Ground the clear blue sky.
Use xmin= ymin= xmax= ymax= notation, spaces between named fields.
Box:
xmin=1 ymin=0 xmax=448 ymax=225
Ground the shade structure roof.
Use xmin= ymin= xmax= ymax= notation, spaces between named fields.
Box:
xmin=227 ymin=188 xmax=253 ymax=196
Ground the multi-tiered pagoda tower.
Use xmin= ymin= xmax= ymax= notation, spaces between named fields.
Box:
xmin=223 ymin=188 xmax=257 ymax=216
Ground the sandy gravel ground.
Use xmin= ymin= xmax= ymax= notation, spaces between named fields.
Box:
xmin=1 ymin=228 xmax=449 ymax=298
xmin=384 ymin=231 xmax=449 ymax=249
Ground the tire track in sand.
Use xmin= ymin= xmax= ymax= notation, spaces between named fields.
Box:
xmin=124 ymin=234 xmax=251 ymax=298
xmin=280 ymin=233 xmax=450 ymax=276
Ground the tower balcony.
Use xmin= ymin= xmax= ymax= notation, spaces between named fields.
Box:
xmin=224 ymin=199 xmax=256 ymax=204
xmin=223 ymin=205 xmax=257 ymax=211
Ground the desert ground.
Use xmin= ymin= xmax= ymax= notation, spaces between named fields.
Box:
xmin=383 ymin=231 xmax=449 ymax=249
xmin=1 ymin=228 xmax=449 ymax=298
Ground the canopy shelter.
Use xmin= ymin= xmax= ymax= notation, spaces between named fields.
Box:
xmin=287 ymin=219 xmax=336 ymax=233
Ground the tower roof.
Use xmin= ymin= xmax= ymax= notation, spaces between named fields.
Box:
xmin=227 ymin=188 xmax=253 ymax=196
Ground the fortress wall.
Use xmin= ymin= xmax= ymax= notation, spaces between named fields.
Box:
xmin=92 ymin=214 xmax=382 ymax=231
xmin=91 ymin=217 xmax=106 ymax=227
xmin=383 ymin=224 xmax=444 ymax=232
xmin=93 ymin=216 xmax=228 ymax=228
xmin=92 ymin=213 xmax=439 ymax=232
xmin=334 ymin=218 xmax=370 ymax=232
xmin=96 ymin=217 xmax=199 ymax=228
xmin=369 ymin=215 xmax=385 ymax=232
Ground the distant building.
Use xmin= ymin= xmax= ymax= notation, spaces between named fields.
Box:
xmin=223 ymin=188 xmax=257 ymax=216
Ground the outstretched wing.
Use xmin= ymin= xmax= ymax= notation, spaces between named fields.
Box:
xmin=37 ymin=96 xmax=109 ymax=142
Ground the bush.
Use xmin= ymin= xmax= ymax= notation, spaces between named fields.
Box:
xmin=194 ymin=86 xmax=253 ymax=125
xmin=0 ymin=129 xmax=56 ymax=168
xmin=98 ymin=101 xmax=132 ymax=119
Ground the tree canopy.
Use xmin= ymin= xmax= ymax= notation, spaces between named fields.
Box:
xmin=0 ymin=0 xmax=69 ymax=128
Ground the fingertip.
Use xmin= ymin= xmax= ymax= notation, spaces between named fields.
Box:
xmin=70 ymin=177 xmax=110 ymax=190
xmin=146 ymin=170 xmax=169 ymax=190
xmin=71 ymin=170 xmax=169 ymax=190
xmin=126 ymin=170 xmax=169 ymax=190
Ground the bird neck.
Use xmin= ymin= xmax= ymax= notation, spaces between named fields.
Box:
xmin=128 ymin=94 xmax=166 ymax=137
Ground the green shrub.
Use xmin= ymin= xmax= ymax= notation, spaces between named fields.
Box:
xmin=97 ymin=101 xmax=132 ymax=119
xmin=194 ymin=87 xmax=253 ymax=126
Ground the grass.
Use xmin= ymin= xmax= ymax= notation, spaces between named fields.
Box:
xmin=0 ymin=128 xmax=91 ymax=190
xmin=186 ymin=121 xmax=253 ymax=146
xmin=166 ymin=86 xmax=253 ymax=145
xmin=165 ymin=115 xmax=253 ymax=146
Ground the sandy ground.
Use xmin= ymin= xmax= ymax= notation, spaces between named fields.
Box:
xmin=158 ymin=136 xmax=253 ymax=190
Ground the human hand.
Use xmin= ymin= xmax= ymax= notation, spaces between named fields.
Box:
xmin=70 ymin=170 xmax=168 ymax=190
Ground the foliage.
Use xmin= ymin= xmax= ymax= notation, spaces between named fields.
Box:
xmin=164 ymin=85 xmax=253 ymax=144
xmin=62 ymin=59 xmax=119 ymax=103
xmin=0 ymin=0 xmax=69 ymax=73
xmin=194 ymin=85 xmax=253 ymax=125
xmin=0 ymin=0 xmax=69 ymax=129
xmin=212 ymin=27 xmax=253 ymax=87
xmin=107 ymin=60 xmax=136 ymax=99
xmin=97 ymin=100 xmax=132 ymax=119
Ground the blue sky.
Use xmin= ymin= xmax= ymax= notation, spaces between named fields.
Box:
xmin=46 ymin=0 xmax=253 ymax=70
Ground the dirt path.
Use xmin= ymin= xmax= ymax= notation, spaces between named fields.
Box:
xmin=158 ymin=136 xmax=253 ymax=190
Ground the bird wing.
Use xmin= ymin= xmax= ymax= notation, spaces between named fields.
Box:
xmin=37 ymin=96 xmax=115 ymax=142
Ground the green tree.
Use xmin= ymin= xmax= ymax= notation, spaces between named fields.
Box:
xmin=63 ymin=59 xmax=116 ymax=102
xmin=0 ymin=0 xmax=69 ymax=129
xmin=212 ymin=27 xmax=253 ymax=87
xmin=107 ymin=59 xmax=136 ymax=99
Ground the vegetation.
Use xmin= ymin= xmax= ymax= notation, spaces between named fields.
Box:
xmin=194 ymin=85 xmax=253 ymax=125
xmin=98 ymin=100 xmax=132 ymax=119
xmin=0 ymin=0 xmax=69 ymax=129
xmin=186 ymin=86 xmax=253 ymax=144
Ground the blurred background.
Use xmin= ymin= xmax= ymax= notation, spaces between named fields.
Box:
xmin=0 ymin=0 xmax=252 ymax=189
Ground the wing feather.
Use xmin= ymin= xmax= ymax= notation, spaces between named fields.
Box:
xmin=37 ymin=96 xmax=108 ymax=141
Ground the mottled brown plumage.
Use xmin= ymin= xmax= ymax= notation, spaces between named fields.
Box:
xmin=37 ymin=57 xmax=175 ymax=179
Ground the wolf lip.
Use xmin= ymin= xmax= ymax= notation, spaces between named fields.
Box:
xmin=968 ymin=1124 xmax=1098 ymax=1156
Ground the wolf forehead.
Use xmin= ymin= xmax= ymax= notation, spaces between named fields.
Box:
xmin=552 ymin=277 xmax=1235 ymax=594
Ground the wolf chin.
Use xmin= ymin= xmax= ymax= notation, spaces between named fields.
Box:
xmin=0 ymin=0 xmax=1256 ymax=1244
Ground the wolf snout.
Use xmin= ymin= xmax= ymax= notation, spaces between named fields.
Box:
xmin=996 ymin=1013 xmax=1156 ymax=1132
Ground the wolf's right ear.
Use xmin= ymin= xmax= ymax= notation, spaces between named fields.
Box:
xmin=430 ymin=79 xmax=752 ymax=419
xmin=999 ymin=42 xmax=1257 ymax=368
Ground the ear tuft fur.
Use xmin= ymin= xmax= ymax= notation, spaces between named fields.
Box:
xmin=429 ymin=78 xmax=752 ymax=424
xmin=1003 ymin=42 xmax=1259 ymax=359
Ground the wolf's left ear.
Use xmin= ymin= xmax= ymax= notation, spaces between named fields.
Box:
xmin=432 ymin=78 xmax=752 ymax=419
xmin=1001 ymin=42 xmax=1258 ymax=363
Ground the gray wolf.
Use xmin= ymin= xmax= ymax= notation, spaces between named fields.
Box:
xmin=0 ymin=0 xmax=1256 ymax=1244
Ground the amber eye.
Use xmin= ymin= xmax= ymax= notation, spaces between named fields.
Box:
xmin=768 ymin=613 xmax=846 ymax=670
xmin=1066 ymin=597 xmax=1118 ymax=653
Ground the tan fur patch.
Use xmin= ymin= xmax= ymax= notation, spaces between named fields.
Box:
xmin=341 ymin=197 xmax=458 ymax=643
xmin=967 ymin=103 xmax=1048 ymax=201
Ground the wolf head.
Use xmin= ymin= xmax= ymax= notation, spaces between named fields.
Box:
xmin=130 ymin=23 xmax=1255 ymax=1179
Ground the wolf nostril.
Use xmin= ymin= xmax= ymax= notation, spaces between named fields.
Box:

Action item:
Beginning at the opening line of the data, transcribe each line exactly until you reach the line with "Ground the desert ground.", which you also include, and go no further.

Output:
Ground the clear blue sky.
Use xmin= ymin= xmax= ymax= notation, spaces between named fields.
Box:
xmin=1 ymin=0 xmax=448 ymax=225
Ground the shade structure roof.
Use xmin= ymin= xmax= ymax= notation, spaces between named fields.
Box:
xmin=227 ymin=188 xmax=253 ymax=196
Ground the multi-tiered pagoda tower.
Use xmin= ymin= xmax= ymax= notation, spaces between named fields.
Box:
xmin=223 ymin=188 xmax=257 ymax=216
Ground the sandy gravel ground.
Use xmin= ymin= xmax= ymax= notation, spaces between named fields.
Box:
xmin=1 ymin=228 xmax=449 ymax=298
xmin=384 ymin=231 xmax=449 ymax=249
Ground the tire track in sand.
Use xmin= ymin= xmax= ymax= notation, spaces between named fields.
Box:
xmin=124 ymin=234 xmax=251 ymax=298
xmin=280 ymin=233 xmax=450 ymax=276
Ground the tower balcony.
Use xmin= ymin= xmax= ymax= notation, spaces between named fields.
Box:
xmin=224 ymin=199 xmax=256 ymax=204
xmin=223 ymin=205 xmax=257 ymax=211
Ground the desert ground.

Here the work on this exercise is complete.